**TASK INSTRUCTIONS:**
From the records below, extract all the text exactly and leave the images behind.

[[ INFORMATION SHOWN open ]]

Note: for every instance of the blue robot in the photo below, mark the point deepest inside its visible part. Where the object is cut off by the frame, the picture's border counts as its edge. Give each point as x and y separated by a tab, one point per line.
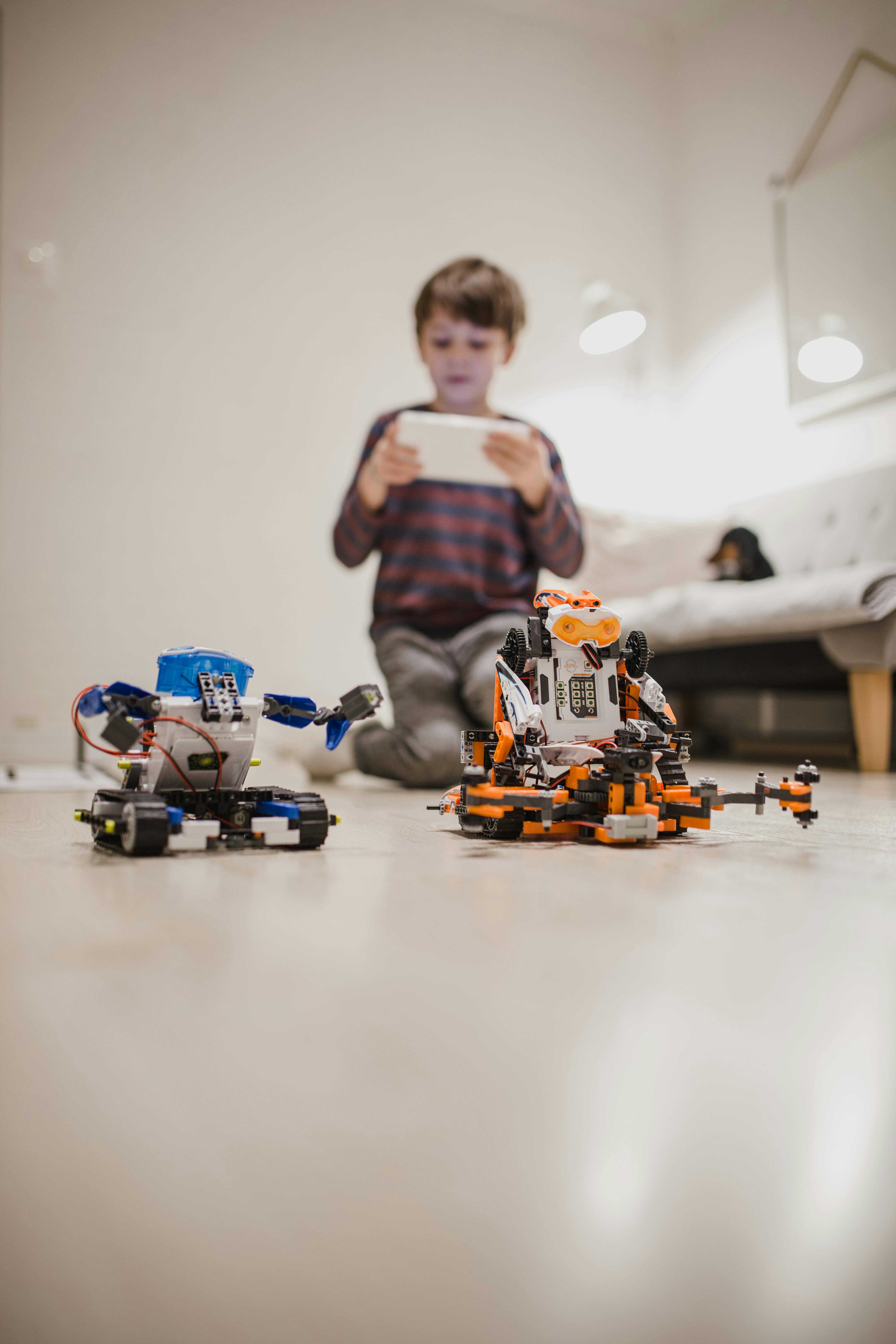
187	748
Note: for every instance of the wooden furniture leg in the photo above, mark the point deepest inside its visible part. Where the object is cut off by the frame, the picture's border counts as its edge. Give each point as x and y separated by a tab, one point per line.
871	697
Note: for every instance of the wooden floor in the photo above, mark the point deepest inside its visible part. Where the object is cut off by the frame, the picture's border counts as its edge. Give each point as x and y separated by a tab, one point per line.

[[ INFORMATION SHOWN closed ]]

**EXERCISE RESULT:**
Note: for every instance of the blue robot in the photo below, mark the point deepest inside its visible part. Where the object is cut off by the frame, the picture's border counts as its edge. Give each point as x and y separated by a tab, one point per line.
187	748
Note: for every instance of the wooden furniture leg in the photo above, mark the point deepest inside its visible part. Where the object is cut off by the frame, the picture's border counts as its edge. Give each point as x and y separated by a tab, one point per line.
871	697
Note: for every instance of the wooden floor in the photo above, mark the point deepest inside its visible part. Where the object is cut off by the frame, the picture's border counts as its edge. Give each point as x and y separated by a tab, one point per line.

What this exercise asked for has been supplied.